**** Фрагмент документа ****

Оттуда, с этого «Свиносовхоза имени II пятилетки», я и отправил Вале первое письмо с описанием дорожных впечатлений и совсем скоро получил ответ. Связь была восстановлена.

Прошло несколько дней, и мы узнали, что такое континентальный климат. В одну ночь зима сменила осень. Случилось это с 6-го на 7-е ноября. Был теплый осенний вечер, когда мы ложились спать, а утром все кругом было покрыто толстым слоем снега, и был мороз. Узнали мы и что такое буран в степи. Бураны продолжались по несколько дней, а когда кончались, мы обнаруживали вокруг домика огромной высоты сугробы. Школа находилась на центральной усадьбе совхоза, и из-за зимы и отсутствия теплой одежды учебу пришлось бросить.

Работы в совхозе для «выковырянных» не было, но мама упорно её искала, и не любую, а по специальности. Нашла она её на станции Шемонаиха, куда мы вскоре и перебрались. Туда же перебрались и тетя Соня с Соней. А в марте следующего года новый переезд – на станцию Защита Томской железной дороги, расположенной в семи километрах от Усть-Каменогорска. Получилось так, что в шестом классе я учился в четырех школах.

В железнодорожном поселке на станции Защита нашли приют многие калужане, загнанные туда войной, так что там образовалось целое калужское землячество. Калужане держались друг друга, помогали один другому кто, чем мог, обменивались калужскими новостями. Мальчишки и девчонки тоже держались друг друга. В Калуге Валиных одноклассников, кроме Сережи Субботина, я не знал, а здесь сдружился с калужанином Колей Лоскутовым, который, как потом выяснилось, учился с Валей в одной школе. Я расспрашивал Колю о Вале, и он мне что-то рассказывал о нём, но что конкретно – теперь уже не помню.

С Колей мы ходили купаться в прохладных водах Иртыша или на рыбалку поудить чебаков, лазили на гору Орел, где на камнях грелись зеленые, шустрые ящерицы. Наконец, после окончания семи классов мы вместе с ним пошли работать в железнодорожные мастерские.

А как мы фронту помогали?
Что тут ответить? Мы пахали,
А кто поменьше, те пололи
В сибирском ли, в узбекском поле

Конечно, учась в школе, и мы пахали и пололи, но теперь наша с Колей помощь заключалась и в том, что в мастерских мы заняли место ушедших на фронт мужчин, и это придавало нам гордости. Была помощь и семье, поскольку мы получили рабочие карточки, а это уже не 400, а 800 граммов хлеба в день. А в августе сорок третьего наши семьи, Колина и моя, вместе, в одном вагоне, возвращались в родную Калугу, и почти всю дорогу мы с ним простояли на тормозной площадке вагона – уж очень хороший был с неё обзор. Это снова был практический урок географии.

**** Содержимое набора данных ****

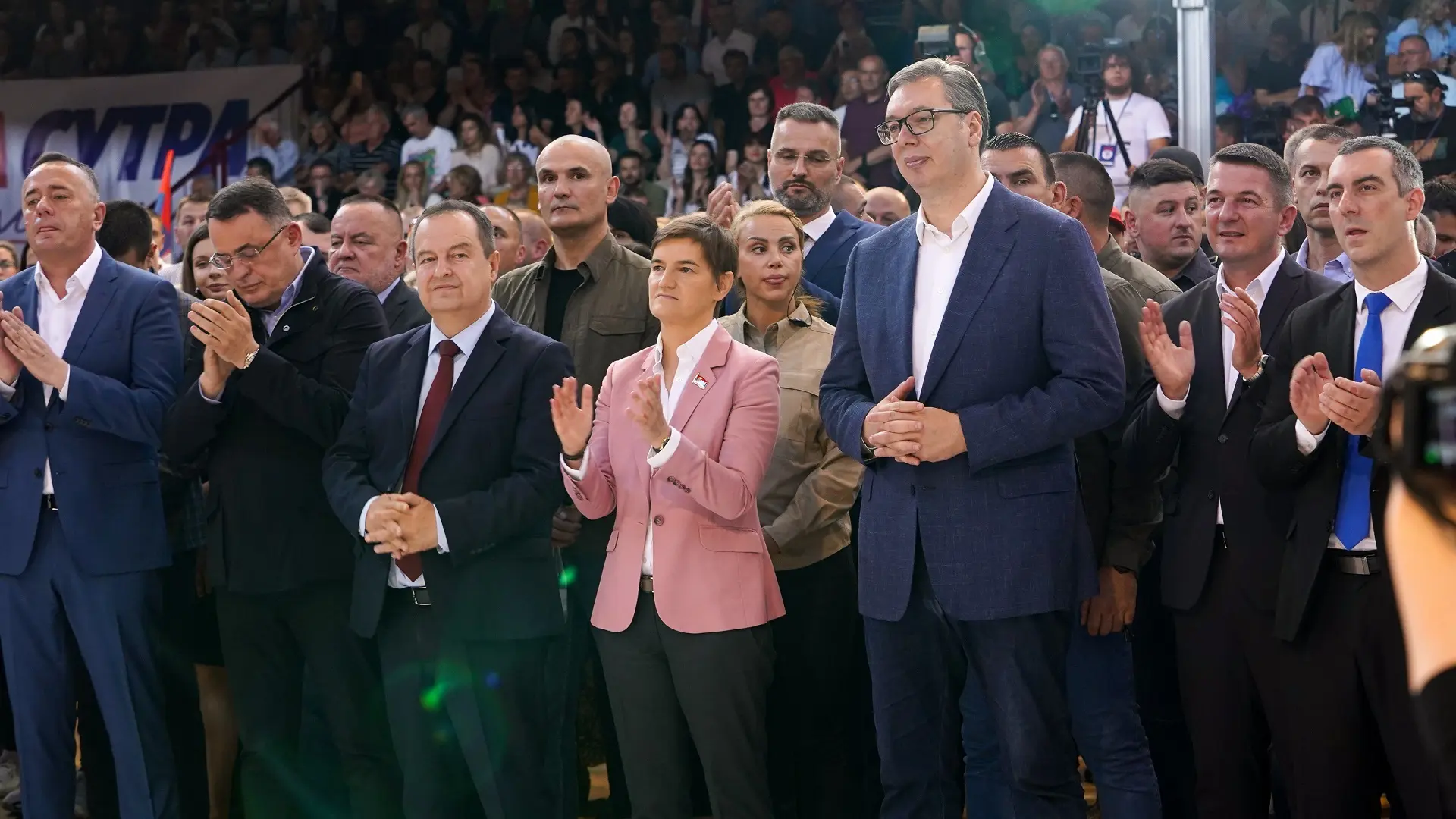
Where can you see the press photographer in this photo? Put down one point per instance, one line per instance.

****

Задание:
Переведите на английский предложение из рассказа о жизни в эвакуации: «Был теплый осенний вечер, когда мы ложились спать, а утром все кругом было покрыто толстым слоем снега, и был мороз».

Результат:
It was a warm autumn evening when we went to bed, but in the morning everything around was covered with a thick layer of snow, and it was freezing.